INSTRUCTIONS –
A - According to the travel account of the voyage up the Meuse, which branch of the Rhine is the largest?
B - Continue the travel account of arriving in Rotterdam, picking up after its final line.

[START PAGE]

Before the vessel left the Noord Canal the hope of seeing my first Dutch sunset was disappointed by another sudden change in the weather. The sky was obscured, the waters became livid, and the horizon disappeared behind a thick veil of mist.
The ship entered the Meuse, and turned for the tenth time, to the left. At this point the Meuse is very wide, as it carries away and imprisons the waters of the Waal, the largest branch of the Rhine, and the waters of the Leck and Yssel also empty themselves into it. Its banks are flanked on either side by long rows of trees, and are dotted with houses, workshops, manufactories, and arsenals, which grow thicker as Rotterdam is approached.
However little acquainted one may be with the physical history of Holland, the first time one sees the Meuse and thinks of its memorable overflowings, of the thousand calamities and innumerable victims of that capricious and terrible river, one regards it with a sort of uneasy curiosity, much as one looks at a famous brigand. The eye rests on the dykes with a feeling almost of satisfaction and gratitude, as on the brigand when he is safely handcuffed and in the hands of the police.
While my eyes were roving in search of Rotterdam, a Dutch passenger told how, when the Meuse is frozen, the currents, coming unexpectedly from warmer regions, strike the ice that covers the river, break it, upheave enormous blocks with a terrific crash, and hurl them against the dykes, piling them in immense heaps which choke the course of the river and make it overflow. Then begins a strange battle. The Dutch answer the threats of the Meuse with cannonade. The artillery is called out, volleys of grape-shot break the towers and barricades of ice which oppose the current, into a storm of splinters and briny hail. "We Hollanders," concluded the passenger, "are the only people who have to take up arms against the rivers."
When we came in sight of Rotterdam it was growing dark and drizzling. Through the thick mist I could barely see a great confusion of ships, houses, windmills, towers, trees, and moving figures on dykes and bridges. There were lights everywhere. It was a great city different in appearance from any I had seen before, but fog and darkness soon hid it from my view. By the time I had taken leave of my fellow-travellers and had gathered my luggage together, it was night. "So much the better," I said getting into a cab. "I shall see for the first time a Dutch city by night; this must indeed be a novel spectacle." In fact, Bismarck, when at Rotterdam, wrote to his wife that at night he saw "phantoms on the roofs."
ROTTERDAM.

[END PAGE]
[START EXCERPTED RECORDS]

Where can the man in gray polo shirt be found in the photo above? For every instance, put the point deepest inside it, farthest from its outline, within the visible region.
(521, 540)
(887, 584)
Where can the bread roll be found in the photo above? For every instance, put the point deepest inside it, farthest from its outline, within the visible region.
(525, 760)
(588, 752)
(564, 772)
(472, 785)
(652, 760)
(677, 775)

[END EXCERPTED RECORDS]
[START EXCERPTED RECORDS]

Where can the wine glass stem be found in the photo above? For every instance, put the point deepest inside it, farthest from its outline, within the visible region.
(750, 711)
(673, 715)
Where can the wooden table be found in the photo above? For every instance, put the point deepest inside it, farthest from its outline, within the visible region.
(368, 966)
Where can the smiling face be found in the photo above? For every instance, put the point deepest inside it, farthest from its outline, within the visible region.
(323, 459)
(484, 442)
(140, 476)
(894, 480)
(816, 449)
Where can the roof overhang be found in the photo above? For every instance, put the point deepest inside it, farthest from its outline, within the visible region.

[END EXCERPTED RECORDS]

RESULTS FOR EACH TASK –
A - The Waal.

B -
One cannot learn much about Rotterdam by entering it at night. The cab passed directly over a bridge that gave out a hollow sound, and while I believed myself to be—and, in fact, was—in the city, to my surprise I saw on either side a row of ships which were soon lost in the darkness. When we had crossed the bridge we drove along streets brightly lighted and full of people, and reached another bridge, to find ourselves between other rows of ships. So we went on for some time, from bridge to street, from street to bridge. To increase the confusion, there was everywhere an illumination such as I had never seen before. There were lamps at the corners of the streets, lanterns on the ships, beacons on the bridges, lights in the windows, and smaller lights under the houses,—all of which were reflected by the water. Suddenly the cab stopped in the midst of a crowd of people. I put my head out of the window, and saw a bridge suspended in mid-air. I asked what was the matter, and some one answered that a ship was passing. In a moment we were again on our way, and I had a peep at a tangle of canals crossing and recrossing each other, and of bridges that seemed to form a large square full of masts and studded with lights. Then, at last, we turned a corner and arrived at the hotel.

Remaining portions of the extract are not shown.